EXERCICE PROPOSÉ:
Répondez brièvement, d'après la question orale sur La Poste :
1. Quel numéro porte cette question orale ?
2. Quel montant de bénéfices La Poste annonce-t-elle ?
3. À quel ministre la question orale est-elle adressée ?

TEXTE EXTRAIT:
-------

Question orale n° 1615 :
La Poste

12e Législature

Question de : M. Patrick Braouezec
Seine-Saint-Denis (2e circonscription) - Député-e-s Communistes et Républicains

A l'heure où La Poste annonce des bénéfices record (plus de 500 millions d'euros), les conditions d'accueil et de traitement des usagers vivant dans les quartiers populaires que connaît bien la Seine-Saint-Denis continuent chaque jour de se dégrader. Depuis des années, La Poste développe, de manière délibérée, une politique visant à ne maintenir dans ces territoires que le strict minimum qui ne peut satisfaire les besoins des populations locales. Une fois encore, elles sont victimes d'un déséquilibre flagrant de traitement par rapport à des territoires plus aisés. M. Patrick Braouezec demande quels moyens M. le ministre de l'économie, des finances et de l'industrie envisage de mettre en oeuvre afin de résorber ces inégalités territoriales et de rendre effective la notion de service public postal de qualité et égal pour tous.

-------

MATÉRIEL RECUEILLI:
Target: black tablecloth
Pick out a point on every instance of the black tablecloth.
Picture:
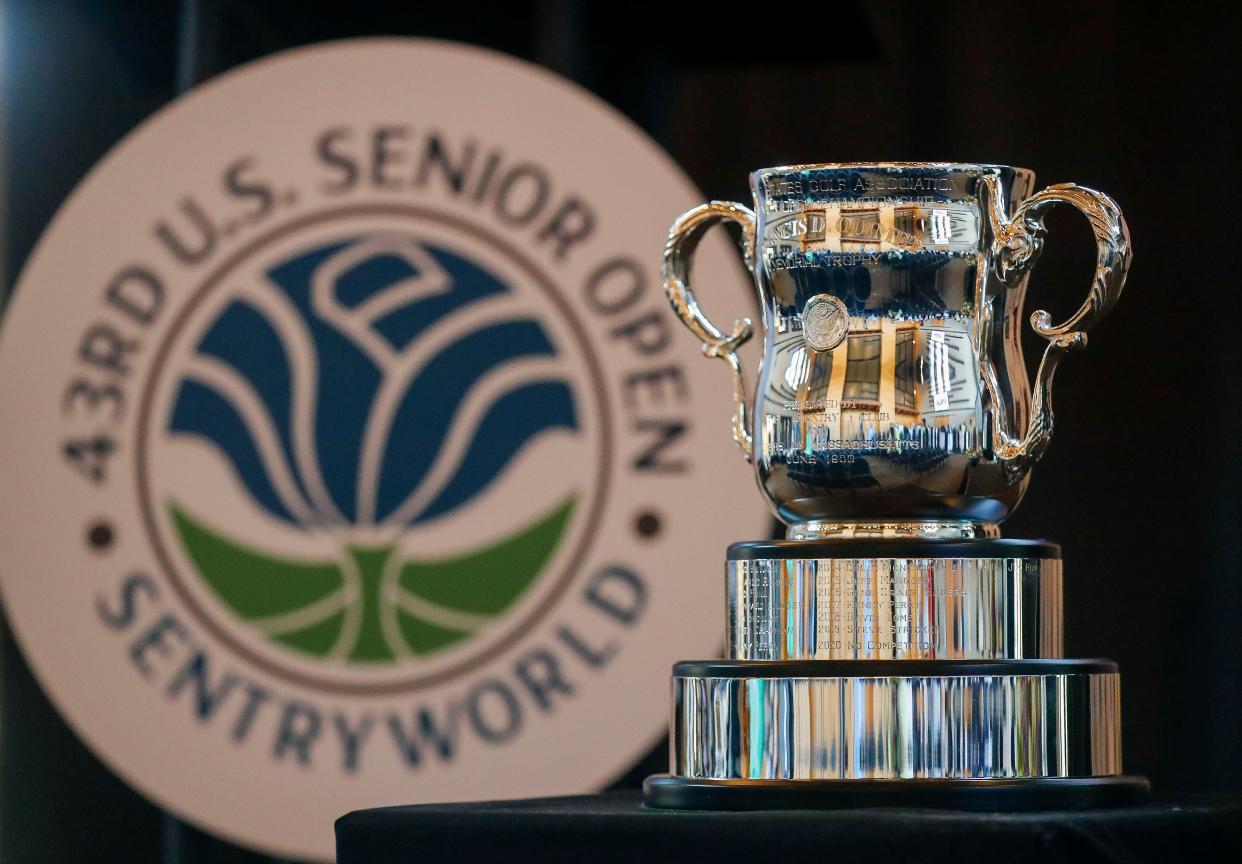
(616, 827)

-------

RÉPONSE COMPLÈTE:
1. Le numéro 1615.
2. Plus de 500 millions d'euros.
3. Au ministre de l'économie, des finances et de l'industrie.